## Passage to read
[Start]
The final movie in Peter Jackson’s Hobbit Trilogy releases today, and with it will no doubt come another round of debate about what filmmakers should and shouldn’t do when adapting a novel. By now, and regardless of where you fall on the issue, I’m sure you can recite every beat of those arguments. One side will grumble about the additions of characters like Evangeline Lilly’s character Tauriel, the overuse of CGI, and Tolkien’s slim volume into three films. The other side will roll their eyes at these purists and remind them that no adaptation can be 100% faithful, additions to a book like The Hobbit were inevitable, and that Tolkien fans should just relax and enjoy the experience.
To which the film defenders will, with thinly veiled exasperation, reply, “If you want the book’s story, read the book. Meanwhile we’ll be over here enjoying our 24-hour marathon of all six extended editions of the Middle-Earth movies.”
Somewhere around the 5,000th comment on whatever internet forum the debate occupies, the conversation will at last run out of steam and the two sides will go their separate ways. That is, until the next controversial book adaptation emerges and the fight starts all over again.
It’s a shame that these conversations go this way. Whether the participants realize it or not, they’re engaging in a philosophical debate on the question of aesthetics – an issue I care about quite deeply and one that deserves better than the same tired sloganeering.
[End]
## Stated problem 1
Can you reproduce the essay on book adaptations in full, word for word?
The essay on book adaptations and the records are unrelated material.

## Records for the exercise
[Start]
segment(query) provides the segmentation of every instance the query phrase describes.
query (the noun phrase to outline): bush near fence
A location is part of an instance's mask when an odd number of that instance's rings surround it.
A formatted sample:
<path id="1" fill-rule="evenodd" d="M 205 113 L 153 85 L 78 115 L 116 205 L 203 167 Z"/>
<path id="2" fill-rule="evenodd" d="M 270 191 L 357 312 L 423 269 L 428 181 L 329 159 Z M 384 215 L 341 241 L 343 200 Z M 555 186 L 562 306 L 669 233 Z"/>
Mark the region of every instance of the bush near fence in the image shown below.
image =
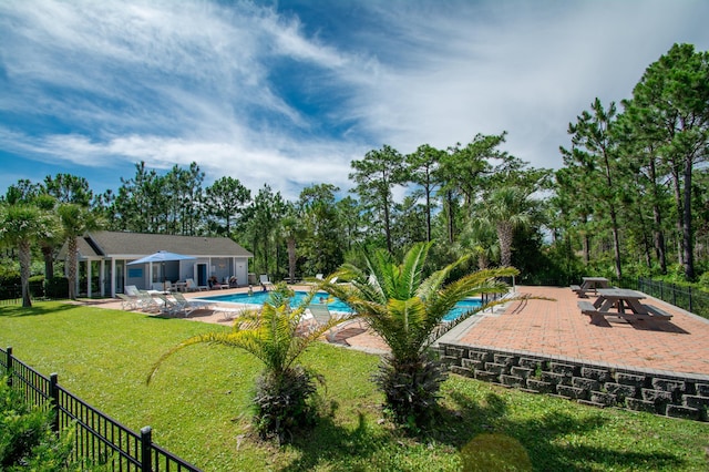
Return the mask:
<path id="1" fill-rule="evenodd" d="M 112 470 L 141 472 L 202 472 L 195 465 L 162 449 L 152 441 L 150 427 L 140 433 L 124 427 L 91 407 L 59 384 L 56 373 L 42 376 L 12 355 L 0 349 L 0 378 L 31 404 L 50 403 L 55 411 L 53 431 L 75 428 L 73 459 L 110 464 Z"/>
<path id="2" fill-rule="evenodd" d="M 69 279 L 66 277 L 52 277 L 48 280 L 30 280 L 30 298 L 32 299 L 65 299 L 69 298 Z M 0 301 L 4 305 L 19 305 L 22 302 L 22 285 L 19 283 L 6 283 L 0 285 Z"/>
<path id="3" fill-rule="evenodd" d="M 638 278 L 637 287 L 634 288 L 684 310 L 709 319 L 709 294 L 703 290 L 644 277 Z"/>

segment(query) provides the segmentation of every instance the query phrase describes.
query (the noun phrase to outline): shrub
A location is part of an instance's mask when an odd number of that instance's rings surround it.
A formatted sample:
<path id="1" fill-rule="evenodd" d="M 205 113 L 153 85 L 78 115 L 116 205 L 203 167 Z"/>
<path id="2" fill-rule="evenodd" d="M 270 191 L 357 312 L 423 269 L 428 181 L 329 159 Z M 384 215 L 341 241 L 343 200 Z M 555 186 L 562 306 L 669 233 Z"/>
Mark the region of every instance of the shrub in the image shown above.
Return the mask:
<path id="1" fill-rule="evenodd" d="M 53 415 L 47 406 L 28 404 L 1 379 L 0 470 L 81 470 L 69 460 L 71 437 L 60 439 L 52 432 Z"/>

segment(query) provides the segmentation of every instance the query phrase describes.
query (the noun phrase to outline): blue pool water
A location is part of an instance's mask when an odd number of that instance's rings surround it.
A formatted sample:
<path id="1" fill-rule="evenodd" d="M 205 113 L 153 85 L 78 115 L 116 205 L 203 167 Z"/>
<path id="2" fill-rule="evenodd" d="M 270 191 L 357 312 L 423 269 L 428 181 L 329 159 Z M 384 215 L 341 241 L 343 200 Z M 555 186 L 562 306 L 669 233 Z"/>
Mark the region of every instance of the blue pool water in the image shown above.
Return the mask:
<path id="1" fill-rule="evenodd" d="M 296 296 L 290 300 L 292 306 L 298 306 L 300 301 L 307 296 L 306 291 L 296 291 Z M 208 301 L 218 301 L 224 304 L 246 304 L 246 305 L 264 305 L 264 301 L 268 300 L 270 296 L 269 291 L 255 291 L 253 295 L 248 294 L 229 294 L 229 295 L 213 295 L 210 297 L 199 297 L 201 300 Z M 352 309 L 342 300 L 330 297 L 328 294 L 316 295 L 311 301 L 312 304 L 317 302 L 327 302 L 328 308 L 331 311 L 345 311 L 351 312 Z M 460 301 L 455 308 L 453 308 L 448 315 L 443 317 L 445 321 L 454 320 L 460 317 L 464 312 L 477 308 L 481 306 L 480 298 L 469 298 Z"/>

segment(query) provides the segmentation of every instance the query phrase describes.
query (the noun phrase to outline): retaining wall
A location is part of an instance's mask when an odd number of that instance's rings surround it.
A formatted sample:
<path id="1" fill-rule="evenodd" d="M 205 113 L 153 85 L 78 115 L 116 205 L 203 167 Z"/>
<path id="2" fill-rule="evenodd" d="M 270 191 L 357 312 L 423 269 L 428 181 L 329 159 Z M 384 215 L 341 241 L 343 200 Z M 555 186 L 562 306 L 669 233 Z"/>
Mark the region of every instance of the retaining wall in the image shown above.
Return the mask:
[End]
## Stated problem 2
Which lines of the records contain the string "Mark" with matching case? Copy out each of those lines.

## Right answer 1
The final movie in Peter Jackson’s Hobbit Trilogy releases today, and with it will no doubt come another round of debate about what filmmakers should and shouldn’t do when adapting a novel. By now, and regardless of where you fall on the issue, I’m sure you can recite every beat of those arguments. One side will grumble about the additions of characters like Evangeline Lilly’s character Tauriel, the overuse of CGI, and Tolkien’s slim volume into three films. The other side will roll their eyes at these purists and remind them that no adaptation can be 100% faithful, additions to a book like The Hobbit were inevitable, and that Tolkien fans should just relax and enjoy the experience.
To which the film defenders will, with thinly veiled exasperation, reply, “If you want the book’s story, read the book. Meanwhile we’ll be over here enjoying our 24-hour marathon of all six extended editions of the Middle-Earth movies.”
Somewhere around the 5,000th comment on whatever internet forum the debate occupies, the conversation will at last run out of steam and the two sides will go their separate ways. That is, until the next controversial book adaptation emerges and the fight starts all over again.
It’s a shame that these conversations go this way. Whether the participants realize it or not, they’re engaging in a philosophical debate on the question of aesthetics – an issue I care about quite deeply and one that deserves better than the same tired sloganeering.

## Right answer 2
Mark the region of every instance of the bush near fence in the image shown below.
Mark the region of every instance of the shrub in the image shown above.
Mark the region of every instance of the blue pool water in the image shown above.
Mark the region of every instance of the retaining wall in the image shown above.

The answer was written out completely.